## Work instructions
Nothing but the pictures gets dropped; retype every entry exactly.

____________

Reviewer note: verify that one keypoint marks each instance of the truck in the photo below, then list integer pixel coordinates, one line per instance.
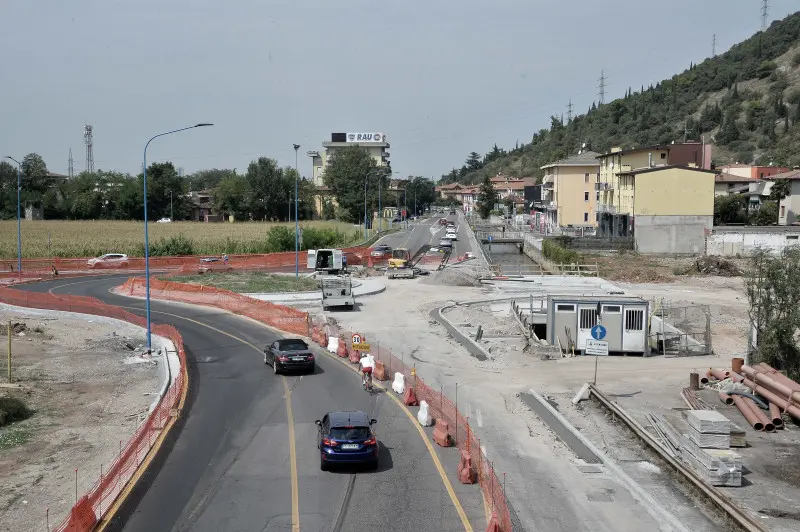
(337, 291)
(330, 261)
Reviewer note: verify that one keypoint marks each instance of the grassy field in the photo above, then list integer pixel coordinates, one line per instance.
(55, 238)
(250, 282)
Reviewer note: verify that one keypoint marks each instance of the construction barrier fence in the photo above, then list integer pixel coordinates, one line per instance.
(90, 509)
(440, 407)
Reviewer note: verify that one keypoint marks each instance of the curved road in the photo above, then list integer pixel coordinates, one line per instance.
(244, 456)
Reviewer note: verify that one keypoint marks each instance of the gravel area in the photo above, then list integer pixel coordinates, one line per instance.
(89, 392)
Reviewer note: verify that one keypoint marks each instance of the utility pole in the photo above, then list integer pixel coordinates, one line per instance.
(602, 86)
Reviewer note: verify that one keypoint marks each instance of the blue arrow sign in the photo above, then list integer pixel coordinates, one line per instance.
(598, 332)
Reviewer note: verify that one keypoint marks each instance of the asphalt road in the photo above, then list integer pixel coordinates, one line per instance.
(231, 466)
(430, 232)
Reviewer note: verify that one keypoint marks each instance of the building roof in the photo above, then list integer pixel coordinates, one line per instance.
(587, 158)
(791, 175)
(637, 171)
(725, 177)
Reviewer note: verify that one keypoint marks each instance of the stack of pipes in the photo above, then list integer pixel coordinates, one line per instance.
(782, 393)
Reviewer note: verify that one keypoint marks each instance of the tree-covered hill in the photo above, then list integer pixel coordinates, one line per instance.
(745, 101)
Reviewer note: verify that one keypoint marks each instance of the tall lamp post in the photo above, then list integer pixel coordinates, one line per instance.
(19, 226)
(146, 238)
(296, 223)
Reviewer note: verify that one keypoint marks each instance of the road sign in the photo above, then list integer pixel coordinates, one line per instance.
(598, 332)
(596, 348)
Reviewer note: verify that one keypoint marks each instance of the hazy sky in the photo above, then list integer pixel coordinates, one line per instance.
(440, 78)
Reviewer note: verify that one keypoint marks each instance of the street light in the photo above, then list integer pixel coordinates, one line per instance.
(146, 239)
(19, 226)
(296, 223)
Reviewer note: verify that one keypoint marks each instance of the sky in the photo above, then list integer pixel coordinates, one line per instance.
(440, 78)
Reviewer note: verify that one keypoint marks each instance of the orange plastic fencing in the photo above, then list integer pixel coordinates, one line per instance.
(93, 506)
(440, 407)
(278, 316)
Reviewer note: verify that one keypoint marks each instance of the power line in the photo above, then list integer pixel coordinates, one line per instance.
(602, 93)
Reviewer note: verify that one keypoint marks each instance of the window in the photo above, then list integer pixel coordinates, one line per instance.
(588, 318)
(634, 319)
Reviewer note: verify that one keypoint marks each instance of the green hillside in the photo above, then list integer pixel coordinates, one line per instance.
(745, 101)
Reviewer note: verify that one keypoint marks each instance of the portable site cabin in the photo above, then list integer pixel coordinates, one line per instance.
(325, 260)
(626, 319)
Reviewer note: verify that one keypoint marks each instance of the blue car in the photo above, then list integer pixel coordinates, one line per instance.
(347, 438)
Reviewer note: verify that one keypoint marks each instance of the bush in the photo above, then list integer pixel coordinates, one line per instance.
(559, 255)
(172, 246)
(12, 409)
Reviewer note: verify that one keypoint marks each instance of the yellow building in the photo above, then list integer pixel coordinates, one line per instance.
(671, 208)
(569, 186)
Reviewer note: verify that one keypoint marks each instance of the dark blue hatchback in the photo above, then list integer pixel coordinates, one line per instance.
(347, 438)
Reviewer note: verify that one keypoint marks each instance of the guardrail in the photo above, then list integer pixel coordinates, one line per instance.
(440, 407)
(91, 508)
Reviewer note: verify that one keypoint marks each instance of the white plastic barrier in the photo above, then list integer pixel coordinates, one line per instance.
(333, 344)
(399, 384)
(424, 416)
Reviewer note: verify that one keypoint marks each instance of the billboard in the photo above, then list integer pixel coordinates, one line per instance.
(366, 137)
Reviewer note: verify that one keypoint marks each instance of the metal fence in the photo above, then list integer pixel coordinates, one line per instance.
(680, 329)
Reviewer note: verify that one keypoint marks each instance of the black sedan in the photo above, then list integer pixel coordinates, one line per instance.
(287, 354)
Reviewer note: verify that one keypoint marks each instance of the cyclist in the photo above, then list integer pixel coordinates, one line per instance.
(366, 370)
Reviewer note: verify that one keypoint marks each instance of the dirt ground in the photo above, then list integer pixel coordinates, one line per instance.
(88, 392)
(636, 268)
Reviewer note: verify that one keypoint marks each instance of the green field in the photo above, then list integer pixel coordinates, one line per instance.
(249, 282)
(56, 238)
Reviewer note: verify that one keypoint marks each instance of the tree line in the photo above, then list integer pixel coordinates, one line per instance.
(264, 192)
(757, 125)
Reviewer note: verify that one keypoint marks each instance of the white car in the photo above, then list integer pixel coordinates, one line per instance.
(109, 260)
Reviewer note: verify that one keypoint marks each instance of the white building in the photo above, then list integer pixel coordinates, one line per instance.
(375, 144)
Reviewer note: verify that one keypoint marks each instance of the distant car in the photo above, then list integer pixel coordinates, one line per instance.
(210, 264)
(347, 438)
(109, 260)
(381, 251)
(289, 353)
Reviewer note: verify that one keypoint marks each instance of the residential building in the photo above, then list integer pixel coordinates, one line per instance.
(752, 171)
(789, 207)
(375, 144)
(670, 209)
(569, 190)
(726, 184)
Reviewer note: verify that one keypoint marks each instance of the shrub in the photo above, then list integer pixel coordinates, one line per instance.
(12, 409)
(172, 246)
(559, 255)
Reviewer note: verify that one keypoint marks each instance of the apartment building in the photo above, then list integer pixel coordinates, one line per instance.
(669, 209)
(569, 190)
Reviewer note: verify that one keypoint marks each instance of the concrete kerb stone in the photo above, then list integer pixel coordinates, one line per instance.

____________

## Your response
Reviewer note: verify that one keypoint marks each instance of the truck in the photo below, then list integer pixel coordinates, one line per instance.
(337, 291)
(330, 261)
Reviewer note: verify that one keypoint marks each instance of the grassy field in the photo above, then list integer pixel coordinates, one line per instance.
(55, 238)
(250, 282)
Reviewer note: verify that one keypoint marks each instance of the construction barrier fence in the photo above, then list integer pixel coordinates, one line per instance.
(90, 509)
(440, 407)
Reviewer note: verify that one keypoint marks each instance of the curved road in the photo above, then list integer pixel coordinates, one line per instance.
(244, 456)
Reviewer note: verify that one keypoint marks each instance of the gravel area in the photo above, then list integer pixel coordinates, one line per instance.
(89, 392)
Reviewer note: verify that one keypoint marks each instance of the utility pole in the photo above, then list integer pixel coordinates, one line per instance.
(602, 86)
Reviewer note: verify that one keypoint marks each instance of the blue arrow sign in the photo above, then list integer pixel coordinates, one line per instance.
(598, 332)
Reviewer note: verify that one keypoint marks each instance of the asphalt road in the photo above, then list integer pixel coordinates, one line per instance.
(231, 466)
(430, 232)
Reviewer note: verify that one keypoint marks each instance of the building roof in the photo above, then list integer pixel coordinates, one line per instance.
(587, 158)
(791, 175)
(637, 171)
(725, 177)
Reviewer note: verify that one keypoint marks each instance of the stack of pipes in the photo above, then list integer pixel coordinates, one line per instance.
(782, 393)
Reviewer note: verify that one keypoint marks each instance of the tree-covered hill in the photo above, then list integer pixel coordinates, one line per instance.
(745, 101)
Reviewer note: verify that one keypoint marks each instance of the tall lamp post in the photo above, then list integer pixel coordinates, one line per instance.
(19, 226)
(146, 238)
(296, 223)
Reviewer note: verify that one keypoint marks each instance of the road sign in the photo above, then list integer pixel coordinates, one line per instance.
(598, 332)
(596, 348)
Reviewer note: verify that one keypoint marks each instance of the hazy sky in the photo above, then list integer pixel coordinates, one line per instance.
(440, 78)
Reviewer note: verify that one keypoint marks each instance of the street light in the photo above, then list integer pixel coordinates, one line per instance.
(146, 239)
(19, 226)
(296, 223)
Reviewer note: verify that one keypoint marks each instance of the sky in the photo above, then list integer pixel coordinates, one line per instance.
(440, 78)
Reviewer note: verify that one keypoint marks each instance of the orange plastic fencing in the photo above, then list integer pixel coordinates, one line per instance.
(93, 506)
(440, 407)
(278, 316)
Reviewer note: verify that one keypoint marks each instance of the power line in the photo above, then list integer pixel coordinates, one line per instance.
(602, 93)
Reviewer note: verify that one keypoint marks each instance of the window in the photo above, then list integer pixel coordinates, one line per instance.
(588, 318)
(634, 319)
Reviewer note: verify that one keypoint marks each instance of the green hillside in the photo above, then list integer pixel coordinates, one line per instance.
(745, 101)
Reviewer note: verify that one keypoint marks each instance of the portable site cabin in the photo above, then list integer pixel coordinates, one line per instance.
(325, 260)
(626, 319)
Reviewer note: verify that one keypoint marks each instance of the blue car in the photo above, then list integer pixel coordinates, one line per instance.
(347, 438)
Reviewer note: verify that one keypoint marks each instance of the bush in the photo above, then list integer pixel coordinates, one line per instance.
(559, 255)
(172, 246)
(12, 409)
Reviewer note: verify that one keypoint marks each instance of the yellow building in the photo above, then list integer pixel coordinates, one line per instance.
(671, 208)
(569, 186)
Reviewer note: verify that one keypoint marks each instance of the dark blue hatchback in the photo above, then list integer pixel coordinates, one line per instance.
(347, 438)
Reviewer note: verify that one keypoint marks each instance of the guardrail in the photo above, then list integer pixel coordinates, one line per instance.
(440, 407)
(91, 508)
Reviewer note: verify that one keypoint marks each instance of the white plastic barrier in the photo above, then list integer pixel coordinates, one line per instance.
(333, 344)
(399, 384)
(424, 416)
Reviewer note: verify that one keypoint marks each instance of the billboard in the photo above, then list integer pixel coordinates, one line per instance.
(366, 137)
Reviewer note: verify that one keypoint marks each instance of the metal fence in the photo above, then list integer pixel coordinates, one line per instance.
(680, 329)
Reviewer note: verify that one keypoint marks each instance of the black sedan in the photo above, then list integer pixel coordinates, one line per instance.
(287, 354)
Reviewer note: verify that one keypoint marks each instance of the cyclist in the photo above, then list integer pixel coordinates, one line per instance.
(366, 370)
Reviewer note: verify that one keypoint marks each instance of the dirt ground in the photo above, then list integer pixel coordinates, one line per instance.
(88, 392)
(636, 268)
Reviewer note: verify that one keypoint marks each instance of the green field in the photo above, then list integer pixel coordinates, one line per instance.
(249, 282)
(56, 238)
Reviewer note: verify that one keypoint marks each instance of the tree line in the photo above, then list integer pixel coordinates, one line per instance.
(264, 192)
(757, 125)
Reviewer note: verify that one keypoint marks each instance of the white car in the photo above, then list integer pixel coordinates, one line per instance.
(109, 260)
Reviewer note: verify that one keypoint marks each instance of the white building in the photo above, then list integer pixel coordinates, one line per instance.
(375, 144)
Reviewer note: verify that one keypoint marks each instance of the distant car in the photo above, then list integer pixel coordinates, one line per instance.
(210, 264)
(347, 438)
(109, 260)
(381, 251)
(289, 353)
Reviewer note: verify that one keypoint marks each instance of the residential building in the photo above, then list integer pixel coordinates, one line per instance.
(752, 171)
(789, 207)
(375, 144)
(670, 209)
(569, 190)
(726, 184)
Reviewer note: verify that one keypoint marks each instance of the shrub in the photo above, then list integer pixel coordinates, one line per instance.
(12, 409)
(172, 246)
(559, 255)
Reviewer note: verify that one keypoint marks each instance of the apartment building in the photo above, then list integer pixel coordinates, one line per instance.
(669, 209)
(569, 190)
Reviewer note: verify that one keypoint marks each instance of the concrete kerb stone in the photo above, then list integer pixel coordinates, one line per instance.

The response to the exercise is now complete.